*STATED PROBLEM*. Rewrite the listing below, replacing "sheer white curtain" with "window drape" and leaving everything else unchanged.

:: PROVIDED DATA

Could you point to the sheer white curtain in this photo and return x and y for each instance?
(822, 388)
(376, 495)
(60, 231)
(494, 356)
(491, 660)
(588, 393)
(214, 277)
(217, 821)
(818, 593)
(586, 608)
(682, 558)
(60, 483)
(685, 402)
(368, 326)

::::

*SOLUTION TO THIS TASK*.
Could you point to the window drape in this photo and return x and y for each instance?
(822, 388)
(376, 495)
(60, 231)
(494, 356)
(491, 660)
(588, 393)
(214, 277)
(217, 821)
(818, 593)
(586, 608)
(682, 558)
(60, 483)
(685, 402)
(368, 326)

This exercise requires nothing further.